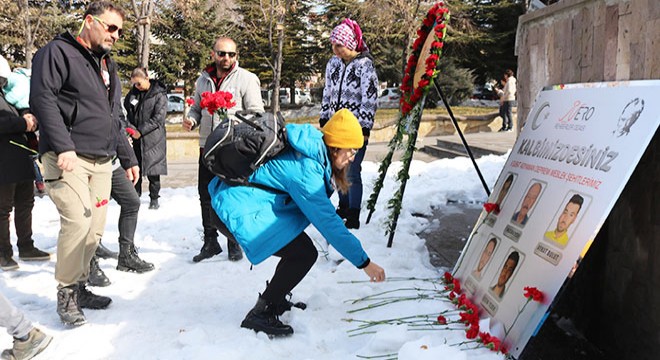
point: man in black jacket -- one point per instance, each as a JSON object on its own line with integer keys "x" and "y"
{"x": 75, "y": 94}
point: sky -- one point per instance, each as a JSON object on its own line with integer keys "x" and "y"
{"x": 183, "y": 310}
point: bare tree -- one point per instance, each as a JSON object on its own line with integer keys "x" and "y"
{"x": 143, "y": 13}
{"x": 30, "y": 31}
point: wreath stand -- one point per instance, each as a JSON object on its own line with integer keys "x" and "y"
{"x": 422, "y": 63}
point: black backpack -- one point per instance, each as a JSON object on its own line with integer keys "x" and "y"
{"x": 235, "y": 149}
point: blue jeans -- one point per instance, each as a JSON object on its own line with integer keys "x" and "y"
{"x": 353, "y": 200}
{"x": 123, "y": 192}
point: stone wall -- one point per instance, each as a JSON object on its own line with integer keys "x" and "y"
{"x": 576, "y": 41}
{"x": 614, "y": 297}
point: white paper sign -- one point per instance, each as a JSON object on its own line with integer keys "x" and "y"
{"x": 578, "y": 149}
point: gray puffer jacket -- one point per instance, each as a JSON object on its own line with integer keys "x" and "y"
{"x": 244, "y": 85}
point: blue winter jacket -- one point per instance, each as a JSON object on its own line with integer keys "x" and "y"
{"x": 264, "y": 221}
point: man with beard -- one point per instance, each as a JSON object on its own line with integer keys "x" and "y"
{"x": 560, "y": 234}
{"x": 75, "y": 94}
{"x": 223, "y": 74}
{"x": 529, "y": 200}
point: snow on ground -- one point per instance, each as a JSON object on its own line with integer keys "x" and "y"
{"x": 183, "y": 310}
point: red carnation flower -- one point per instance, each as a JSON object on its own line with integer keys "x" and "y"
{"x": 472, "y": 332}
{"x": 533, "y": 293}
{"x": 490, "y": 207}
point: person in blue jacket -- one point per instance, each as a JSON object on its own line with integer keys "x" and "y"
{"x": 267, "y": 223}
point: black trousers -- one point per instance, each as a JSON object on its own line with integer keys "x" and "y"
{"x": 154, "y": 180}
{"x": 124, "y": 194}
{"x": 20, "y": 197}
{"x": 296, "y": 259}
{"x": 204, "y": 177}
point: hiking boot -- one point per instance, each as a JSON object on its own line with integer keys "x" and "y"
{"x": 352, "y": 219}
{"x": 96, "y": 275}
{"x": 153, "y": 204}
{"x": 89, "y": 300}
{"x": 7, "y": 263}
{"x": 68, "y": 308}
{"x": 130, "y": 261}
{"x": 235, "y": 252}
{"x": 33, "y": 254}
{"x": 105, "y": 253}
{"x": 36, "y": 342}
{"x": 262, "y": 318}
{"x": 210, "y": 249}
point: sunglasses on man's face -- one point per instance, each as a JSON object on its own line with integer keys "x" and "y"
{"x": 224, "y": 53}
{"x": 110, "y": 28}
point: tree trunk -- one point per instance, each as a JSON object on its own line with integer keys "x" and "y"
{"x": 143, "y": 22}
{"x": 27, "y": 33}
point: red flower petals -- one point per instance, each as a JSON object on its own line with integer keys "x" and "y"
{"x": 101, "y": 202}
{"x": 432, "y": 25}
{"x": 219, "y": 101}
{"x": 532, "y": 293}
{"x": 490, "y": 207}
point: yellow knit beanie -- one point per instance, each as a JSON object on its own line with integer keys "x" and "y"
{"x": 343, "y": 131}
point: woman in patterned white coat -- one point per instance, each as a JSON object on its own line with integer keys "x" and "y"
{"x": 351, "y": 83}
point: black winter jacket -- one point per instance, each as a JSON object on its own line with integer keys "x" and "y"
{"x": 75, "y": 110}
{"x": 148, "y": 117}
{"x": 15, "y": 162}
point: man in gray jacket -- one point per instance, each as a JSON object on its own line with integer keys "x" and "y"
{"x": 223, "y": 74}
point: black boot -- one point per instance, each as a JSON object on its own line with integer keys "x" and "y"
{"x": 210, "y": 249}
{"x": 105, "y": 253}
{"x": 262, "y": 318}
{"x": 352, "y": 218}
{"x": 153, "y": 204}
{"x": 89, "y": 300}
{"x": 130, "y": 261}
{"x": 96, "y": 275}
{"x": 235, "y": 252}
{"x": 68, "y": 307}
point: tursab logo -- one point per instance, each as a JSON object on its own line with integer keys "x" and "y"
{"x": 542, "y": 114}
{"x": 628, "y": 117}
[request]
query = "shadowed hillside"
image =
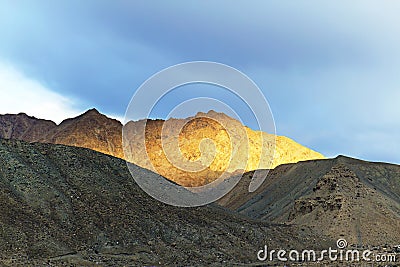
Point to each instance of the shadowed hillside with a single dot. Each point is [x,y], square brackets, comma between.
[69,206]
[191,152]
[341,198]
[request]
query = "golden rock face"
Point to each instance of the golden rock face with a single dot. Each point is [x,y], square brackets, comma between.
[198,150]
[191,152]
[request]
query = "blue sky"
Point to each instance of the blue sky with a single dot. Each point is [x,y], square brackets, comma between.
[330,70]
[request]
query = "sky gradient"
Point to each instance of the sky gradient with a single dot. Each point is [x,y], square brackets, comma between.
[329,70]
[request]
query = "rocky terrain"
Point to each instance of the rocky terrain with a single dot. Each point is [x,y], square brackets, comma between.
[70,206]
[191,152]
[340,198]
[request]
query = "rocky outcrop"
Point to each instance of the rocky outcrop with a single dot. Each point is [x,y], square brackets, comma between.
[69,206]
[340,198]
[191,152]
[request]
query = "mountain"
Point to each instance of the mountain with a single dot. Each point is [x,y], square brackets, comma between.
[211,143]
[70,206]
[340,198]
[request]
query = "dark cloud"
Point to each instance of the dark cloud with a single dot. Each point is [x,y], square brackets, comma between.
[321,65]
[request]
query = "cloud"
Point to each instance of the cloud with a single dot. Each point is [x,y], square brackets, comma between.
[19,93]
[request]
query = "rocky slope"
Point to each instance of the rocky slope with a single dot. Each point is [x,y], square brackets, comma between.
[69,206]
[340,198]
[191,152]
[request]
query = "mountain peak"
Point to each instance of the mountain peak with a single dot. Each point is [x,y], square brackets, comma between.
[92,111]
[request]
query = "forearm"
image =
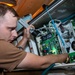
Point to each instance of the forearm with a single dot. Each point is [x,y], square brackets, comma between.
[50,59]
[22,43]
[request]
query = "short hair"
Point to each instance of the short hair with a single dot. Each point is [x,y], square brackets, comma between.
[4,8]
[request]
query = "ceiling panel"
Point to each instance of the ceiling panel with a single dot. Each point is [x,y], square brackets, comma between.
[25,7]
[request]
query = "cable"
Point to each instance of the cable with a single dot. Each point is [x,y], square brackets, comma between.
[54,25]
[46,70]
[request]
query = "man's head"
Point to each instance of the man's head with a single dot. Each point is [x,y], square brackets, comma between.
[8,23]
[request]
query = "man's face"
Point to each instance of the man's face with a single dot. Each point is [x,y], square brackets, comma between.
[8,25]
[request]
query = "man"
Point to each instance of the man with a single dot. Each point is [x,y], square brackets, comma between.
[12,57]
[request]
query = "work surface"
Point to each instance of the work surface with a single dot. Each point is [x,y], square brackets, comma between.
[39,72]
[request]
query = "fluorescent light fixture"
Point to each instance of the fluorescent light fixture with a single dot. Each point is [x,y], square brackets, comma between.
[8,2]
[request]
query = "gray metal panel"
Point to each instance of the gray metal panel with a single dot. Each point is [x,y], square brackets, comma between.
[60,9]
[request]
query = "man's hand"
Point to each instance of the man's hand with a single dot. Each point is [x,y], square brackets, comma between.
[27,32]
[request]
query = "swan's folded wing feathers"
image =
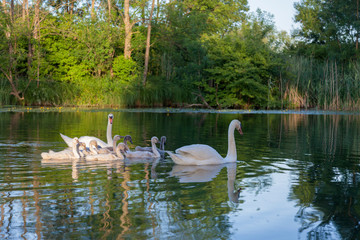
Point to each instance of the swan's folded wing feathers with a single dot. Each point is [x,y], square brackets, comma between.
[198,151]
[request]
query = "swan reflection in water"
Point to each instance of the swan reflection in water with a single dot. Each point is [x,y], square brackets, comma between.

****************************************

Task to complete: From start to finish, output the listing exactly, but omit its pictures.

Exercise result:
point: man in black jacket -- one point per instance, each as a JSON object on its own line with integer keys "x" and "y"
{"x": 75, "y": 94}
point: sky -- one point per instance, each as a JSON object on its own line with integer keys "x" and "y"
{"x": 183, "y": 310}
point: bare tree -- one point per instance, each as a JSON object on its own line with integer keys "x" and "y"
{"x": 143, "y": 13}
{"x": 30, "y": 31}
point: wreath stand -- one point per instance, each as a JSON object on its own line with integer keys "x" and "y"
{"x": 422, "y": 63}
point: black backpack -- one point per instance, each as a JSON object on its own line with integer keys "x" and "y"
{"x": 235, "y": 149}
point: blue jeans -- one point per instance, each as a JSON object on its own line with integer keys "x" and "y"
{"x": 353, "y": 200}
{"x": 123, "y": 192}
point: stone wall -- one point per instance, each as a JSON object on its own line with integer keys "x" and "y"
{"x": 576, "y": 41}
{"x": 614, "y": 297}
point: white paper sign -- one point per instance, each as a JSON object on its own line with integer keys "x" and "y"
{"x": 578, "y": 149}
point: gray puffer jacket -- one point per instance, each as a JSON object on its own line with integer keys "x" and "y"
{"x": 244, "y": 85}
point: blue winter jacket -- one point per instance, each as a JSON object on its own line with integer keys "x" and "y"
{"x": 264, "y": 221}
point: man with beard -- one point per instance, each as a JSON object on its own line with integer keys "x" and "y"
{"x": 560, "y": 234}
{"x": 75, "y": 94}
{"x": 223, "y": 74}
{"x": 529, "y": 200}
point: snow on ground -- one point per instance, each as a JSON object on its own line with integer keys "x" and "y"
{"x": 183, "y": 310}
point: red carnation flower -- one point per instance, each as a JSON object on its own line with integer keys "x" and "y"
{"x": 472, "y": 332}
{"x": 533, "y": 293}
{"x": 490, "y": 207}
point: person in blue jacket -- one point per instance, each as a JSON object on its own line with integer keys "x" and "y"
{"x": 267, "y": 223}
point: black trousers -- one point per instance, each as a JSON object on its own line with integer keys "x" and "y"
{"x": 154, "y": 180}
{"x": 124, "y": 194}
{"x": 20, "y": 197}
{"x": 296, "y": 259}
{"x": 204, "y": 177}
point: hiking boot -- one point per instance, each as a JSON object on its own line with integer keys "x" and "y"
{"x": 352, "y": 219}
{"x": 96, "y": 275}
{"x": 153, "y": 204}
{"x": 89, "y": 300}
{"x": 7, "y": 263}
{"x": 68, "y": 308}
{"x": 130, "y": 261}
{"x": 235, "y": 252}
{"x": 33, "y": 254}
{"x": 105, "y": 253}
{"x": 36, "y": 342}
{"x": 262, "y": 318}
{"x": 210, "y": 249}
point: sunglasses on man's face -- one point per instance, each as a JSON object on its own line with integer keys "x" and "y"
{"x": 224, "y": 53}
{"x": 110, "y": 28}
point: tree trunk -- one point per instance, each as a JSON object on its own line with integer keys "x" and "y"
{"x": 143, "y": 22}
{"x": 27, "y": 33}
point: red flower petals -- one point per instance, each as a JSON object on its own line with integer keys "x" and "y"
{"x": 101, "y": 202}
{"x": 432, "y": 25}
{"x": 219, "y": 101}
{"x": 532, "y": 293}
{"x": 490, "y": 207}
point: yellow knit beanie -- one point per instance, each as a JSON object on its own line with integer keys "x" and "y"
{"x": 343, "y": 131}
point: woman in patterned white coat -- one point per instance, each as a JSON object on its own line with integer keys "x" and "y"
{"x": 351, "y": 83}
point: black winter jacket -- one point per instance, each as a JSON object on its own line with integer keys "x" and "y"
{"x": 75, "y": 110}
{"x": 148, "y": 117}
{"x": 15, "y": 162}
point: man in gray jacket -- one point per instance, each as a JSON object on its own line with integer keys "x" and "y"
{"x": 223, "y": 74}
point: black boot -- one point per instance, each as a JSON object on its own line with integer keys "x" and "y"
{"x": 210, "y": 249}
{"x": 105, "y": 253}
{"x": 262, "y": 318}
{"x": 352, "y": 218}
{"x": 153, "y": 204}
{"x": 89, "y": 300}
{"x": 130, "y": 261}
{"x": 96, "y": 275}
{"x": 235, "y": 252}
{"x": 68, "y": 307}
point: tursab logo -- one point per instance, each as a JSON object on its own line with integer keys "x" and "y"
{"x": 542, "y": 114}
{"x": 628, "y": 117}
[request]
query = "shadowed hillside"
image =
Point to each instance of the shadowed hillside with a single dot. Each point is [x,y], square brackets, comma between.
[69,206]
[191,152]
[341,198]
[request]
query = "golden rock face"
Point to each instance of the golden rock face with a single dot. Each point is [x,y], square brackets, comma between.
[198,150]
[191,152]
[request]
query = "blue sky"
Point to each instance of the blue sky with a single dot. Each point is [x,y], square brackets, comma between.
[330,70]
[request]
query = "sky gradient"
Point to each instance of the sky gradient with a single dot. Each point is [x,y], square brackets, comma between.
[329,70]
[request]
query = "rocky terrain"
Point to each instance of the rocky terrain with a single dot. Each point is [x,y], square brackets, comma between.
[70,206]
[191,152]
[340,198]
[request]
query = "rocky outcrop"
Point to each instance of the rocky outcrop with a single dot. Each point is [x,y], square brackets, comma between.
[69,206]
[340,198]
[191,152]
[request]
query = "mountain"
Point to each instance of the mountain with a single dot. Each point is [x,y], square brackets, comma between.
[211,143]
[70,206]
[340,198]
[request]
query = "dark cloud"
Point to each instance of the dark cloud with a single dot. Each point is [x,y], square brackets, comma between.
[321,65]
[request]
query = "cloud"
Point to each instance of the cloud with a single dot. Each point is [x,y], square brackets, comma between.
[19,93]
[request]
query = "rocky slope"
Point to each instance of the rocky slope with a single dot. Each point is [x,y], square brackets, comma between.
[69,206]
[340,198]
[191,152]
[request]
query = "mountain peak"
Point to each instance of the mountain peak with a single dot. Each point is [x,y], square brackets, comma between.
[92,111]
[request]
query = "forearm"
image =
Point to each instance of the forearm with a single dot. Each point is [x,y], square brackets, comma between.
[50,59]
[22,43]
[request]
query = "short hair"
Point to each instance of the short hair with a single dot. Each point is [x,y], square brackets, comma between.
[4,8]
[request]
query = "ceiling panel"
Point to each instance of the ceiling panel with a single dot. Each point is [x,y], square brackets, comma between.
[25,7]
[request]
query = "cable"
Point to each instance of the cable with a single dot. Each point is [x,y], square brackets, comma between.
[54,25]
[46,70]
[request]
query = "man's head"
Point to each instance of the man's head with a single dot. Each point is [x,y], square brackets, comma between.
[8,23]
[request]
query = "man's face"
Point to each instance of the man's face with a single dot. Each point is [x,y], square brackets, comma between.
[8,25]
[request]
query = "man"
Point to each instance of the man with a single dot. Each point is [x,y], square brackets, comma between.
[12,57]
[request]
query = "work surface"
Point to each instance of the work surface with a single dot. Each point is [x,y], square brackets, comma between.
[39,72]
[request]
query = "fluorescent light fixture"
Point to each instance of the fluorescent light fixture with a single dot. Each point is [x,y], square brackets, comma between.
[8,2]
[request]
query = "gray metal panel"
Point to each instance of the gray metal panel with a single dot. Each point is [x,y], square brackets, comma between.
[60,9]
[request]
query = "man's hand"
Point to each instance of the man's hand with a single dot. Each point is [x,y], square brackets, comma between.
[27,32]
[request]
query = "swan's folded wing feathers"
image =
Point to each instance of the swan's folded wing feathers with a single dot. Each point is [x,y], square brackets, comma between.
[198,151]
[request]
query = "swan reflection in water"
Point to each instance of the swan reflection in water with a single dot. Each point is [x,y], square brackets, comma between.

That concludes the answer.